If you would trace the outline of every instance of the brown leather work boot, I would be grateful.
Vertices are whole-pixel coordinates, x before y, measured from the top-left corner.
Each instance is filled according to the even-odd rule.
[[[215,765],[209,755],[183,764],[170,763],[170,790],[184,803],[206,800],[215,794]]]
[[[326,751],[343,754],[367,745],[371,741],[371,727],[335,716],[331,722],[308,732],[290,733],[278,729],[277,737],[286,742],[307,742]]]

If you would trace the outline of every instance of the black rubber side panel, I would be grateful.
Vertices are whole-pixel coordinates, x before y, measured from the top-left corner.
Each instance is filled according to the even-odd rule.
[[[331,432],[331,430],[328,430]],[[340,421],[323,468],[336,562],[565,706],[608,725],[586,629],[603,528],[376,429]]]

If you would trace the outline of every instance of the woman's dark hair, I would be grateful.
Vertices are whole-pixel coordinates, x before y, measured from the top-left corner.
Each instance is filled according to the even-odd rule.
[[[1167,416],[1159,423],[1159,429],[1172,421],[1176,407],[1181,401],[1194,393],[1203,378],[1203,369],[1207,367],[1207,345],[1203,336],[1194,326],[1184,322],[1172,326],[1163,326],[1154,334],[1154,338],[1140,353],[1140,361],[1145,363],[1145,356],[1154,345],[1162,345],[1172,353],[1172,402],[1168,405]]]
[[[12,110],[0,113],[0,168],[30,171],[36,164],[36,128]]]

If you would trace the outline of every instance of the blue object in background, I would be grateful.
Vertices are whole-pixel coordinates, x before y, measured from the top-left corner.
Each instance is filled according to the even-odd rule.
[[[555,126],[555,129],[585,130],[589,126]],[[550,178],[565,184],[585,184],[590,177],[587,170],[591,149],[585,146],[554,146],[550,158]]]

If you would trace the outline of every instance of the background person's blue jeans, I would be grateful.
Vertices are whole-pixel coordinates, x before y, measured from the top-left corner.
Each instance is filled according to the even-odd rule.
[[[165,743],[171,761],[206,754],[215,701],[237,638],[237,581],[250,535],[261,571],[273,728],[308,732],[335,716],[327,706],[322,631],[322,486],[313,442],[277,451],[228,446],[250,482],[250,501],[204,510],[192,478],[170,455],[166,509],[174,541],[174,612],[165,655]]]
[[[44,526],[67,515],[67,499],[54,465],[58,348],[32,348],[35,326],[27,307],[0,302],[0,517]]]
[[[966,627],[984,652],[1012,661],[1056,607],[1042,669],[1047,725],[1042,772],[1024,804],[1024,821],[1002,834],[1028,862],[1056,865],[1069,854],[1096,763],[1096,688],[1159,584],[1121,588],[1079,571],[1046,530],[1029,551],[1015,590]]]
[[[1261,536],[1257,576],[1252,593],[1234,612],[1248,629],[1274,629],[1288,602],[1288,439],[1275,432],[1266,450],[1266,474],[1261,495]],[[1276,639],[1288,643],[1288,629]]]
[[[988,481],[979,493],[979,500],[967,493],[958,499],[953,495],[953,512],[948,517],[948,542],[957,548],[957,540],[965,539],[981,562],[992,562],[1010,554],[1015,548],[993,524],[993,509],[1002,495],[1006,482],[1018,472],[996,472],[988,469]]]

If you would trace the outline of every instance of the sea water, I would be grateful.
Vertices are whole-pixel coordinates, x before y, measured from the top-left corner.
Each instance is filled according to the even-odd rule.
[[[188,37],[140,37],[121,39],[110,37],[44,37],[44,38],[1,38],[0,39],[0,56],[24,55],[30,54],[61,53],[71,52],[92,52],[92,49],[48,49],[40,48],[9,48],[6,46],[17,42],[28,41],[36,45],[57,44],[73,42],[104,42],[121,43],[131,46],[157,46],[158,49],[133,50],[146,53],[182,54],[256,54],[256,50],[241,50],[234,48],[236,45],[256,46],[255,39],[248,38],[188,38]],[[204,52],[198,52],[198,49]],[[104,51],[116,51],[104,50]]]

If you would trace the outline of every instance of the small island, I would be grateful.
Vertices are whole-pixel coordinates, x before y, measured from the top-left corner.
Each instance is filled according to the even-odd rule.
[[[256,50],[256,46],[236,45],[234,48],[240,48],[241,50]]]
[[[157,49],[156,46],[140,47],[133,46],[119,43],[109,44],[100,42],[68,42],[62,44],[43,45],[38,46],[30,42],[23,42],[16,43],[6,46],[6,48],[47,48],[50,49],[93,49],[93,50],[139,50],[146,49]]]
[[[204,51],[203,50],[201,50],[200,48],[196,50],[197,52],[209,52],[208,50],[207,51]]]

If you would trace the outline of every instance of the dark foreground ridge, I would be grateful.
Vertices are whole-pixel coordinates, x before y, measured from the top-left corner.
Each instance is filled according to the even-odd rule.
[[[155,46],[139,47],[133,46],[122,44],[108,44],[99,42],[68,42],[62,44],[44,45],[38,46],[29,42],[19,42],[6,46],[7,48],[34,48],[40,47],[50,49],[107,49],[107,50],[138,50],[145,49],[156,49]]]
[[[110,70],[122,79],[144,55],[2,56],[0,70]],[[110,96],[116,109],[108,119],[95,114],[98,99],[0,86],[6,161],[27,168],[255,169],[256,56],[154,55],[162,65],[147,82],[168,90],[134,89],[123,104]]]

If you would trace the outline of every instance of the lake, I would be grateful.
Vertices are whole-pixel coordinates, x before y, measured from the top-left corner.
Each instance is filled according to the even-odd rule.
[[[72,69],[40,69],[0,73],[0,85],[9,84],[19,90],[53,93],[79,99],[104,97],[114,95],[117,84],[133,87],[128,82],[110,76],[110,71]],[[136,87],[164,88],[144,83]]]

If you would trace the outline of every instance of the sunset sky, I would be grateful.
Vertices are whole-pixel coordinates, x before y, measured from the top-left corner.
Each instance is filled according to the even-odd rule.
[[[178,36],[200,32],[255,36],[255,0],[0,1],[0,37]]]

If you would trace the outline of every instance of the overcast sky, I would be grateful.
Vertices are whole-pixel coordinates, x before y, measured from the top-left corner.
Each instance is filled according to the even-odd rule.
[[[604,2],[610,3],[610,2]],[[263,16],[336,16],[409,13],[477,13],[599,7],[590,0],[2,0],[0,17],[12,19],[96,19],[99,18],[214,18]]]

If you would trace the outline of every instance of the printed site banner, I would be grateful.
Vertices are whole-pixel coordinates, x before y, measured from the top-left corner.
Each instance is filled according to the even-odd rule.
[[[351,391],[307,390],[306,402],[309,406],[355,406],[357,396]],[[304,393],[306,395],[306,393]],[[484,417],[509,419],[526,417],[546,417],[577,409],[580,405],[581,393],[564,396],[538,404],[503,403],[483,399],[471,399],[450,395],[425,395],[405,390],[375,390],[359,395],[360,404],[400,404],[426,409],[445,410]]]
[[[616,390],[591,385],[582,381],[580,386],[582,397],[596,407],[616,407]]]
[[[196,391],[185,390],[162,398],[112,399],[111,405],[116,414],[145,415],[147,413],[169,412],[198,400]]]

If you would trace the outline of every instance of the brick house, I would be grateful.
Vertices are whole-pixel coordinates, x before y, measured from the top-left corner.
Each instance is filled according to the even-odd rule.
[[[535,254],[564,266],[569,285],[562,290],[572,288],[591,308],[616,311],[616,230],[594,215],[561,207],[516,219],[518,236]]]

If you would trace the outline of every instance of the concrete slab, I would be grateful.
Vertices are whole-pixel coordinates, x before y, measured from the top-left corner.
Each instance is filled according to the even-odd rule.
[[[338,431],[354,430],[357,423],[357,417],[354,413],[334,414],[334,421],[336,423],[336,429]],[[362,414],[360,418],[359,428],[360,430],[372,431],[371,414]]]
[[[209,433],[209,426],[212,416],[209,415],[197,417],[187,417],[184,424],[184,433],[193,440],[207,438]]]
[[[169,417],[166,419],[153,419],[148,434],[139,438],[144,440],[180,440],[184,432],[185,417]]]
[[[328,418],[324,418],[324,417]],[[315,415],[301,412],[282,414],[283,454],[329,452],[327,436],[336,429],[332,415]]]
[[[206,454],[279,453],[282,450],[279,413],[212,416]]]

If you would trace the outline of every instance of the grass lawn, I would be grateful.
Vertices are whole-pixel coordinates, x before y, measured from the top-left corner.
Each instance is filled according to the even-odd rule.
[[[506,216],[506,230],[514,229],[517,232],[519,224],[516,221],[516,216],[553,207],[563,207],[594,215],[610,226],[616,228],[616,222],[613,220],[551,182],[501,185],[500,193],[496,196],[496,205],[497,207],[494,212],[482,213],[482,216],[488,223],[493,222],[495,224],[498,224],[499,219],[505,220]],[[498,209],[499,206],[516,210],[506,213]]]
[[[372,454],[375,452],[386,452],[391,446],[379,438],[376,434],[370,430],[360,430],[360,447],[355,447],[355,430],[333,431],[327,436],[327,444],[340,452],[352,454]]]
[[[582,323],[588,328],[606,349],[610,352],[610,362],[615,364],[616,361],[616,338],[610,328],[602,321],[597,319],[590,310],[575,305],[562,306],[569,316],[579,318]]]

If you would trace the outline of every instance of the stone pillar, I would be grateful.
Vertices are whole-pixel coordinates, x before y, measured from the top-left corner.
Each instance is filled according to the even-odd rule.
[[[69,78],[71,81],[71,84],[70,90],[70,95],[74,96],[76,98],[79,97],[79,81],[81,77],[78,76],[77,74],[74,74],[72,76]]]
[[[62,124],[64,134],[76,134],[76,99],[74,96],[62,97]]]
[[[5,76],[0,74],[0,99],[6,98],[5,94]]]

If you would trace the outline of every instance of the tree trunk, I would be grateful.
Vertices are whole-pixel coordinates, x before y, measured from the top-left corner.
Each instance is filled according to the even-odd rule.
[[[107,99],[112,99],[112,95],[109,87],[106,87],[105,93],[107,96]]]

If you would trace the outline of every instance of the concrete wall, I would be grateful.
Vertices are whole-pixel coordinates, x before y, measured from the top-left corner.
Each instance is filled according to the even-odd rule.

####################

WHAT TO PRODUCE => Reproduce verbatim the lines of the records from the one containing "sunset sky, I would be grateful." through the one containing "[[[178,36],[200,32],[255,36],[255,0],[0,1],[0,37]]]", including both of those lines.

REPLY TO THE EXERCISE =>
If you would trace the outline of every instance of the sunset sky, I would be grateful.
Vertices are whole-pixel coordinates, x before y, measured from the top-left corner.
Each instance is filled according to the even-odd rule.
[[[178,36],[200,32],[255,36],[255,0],[0,1],[0,37]]]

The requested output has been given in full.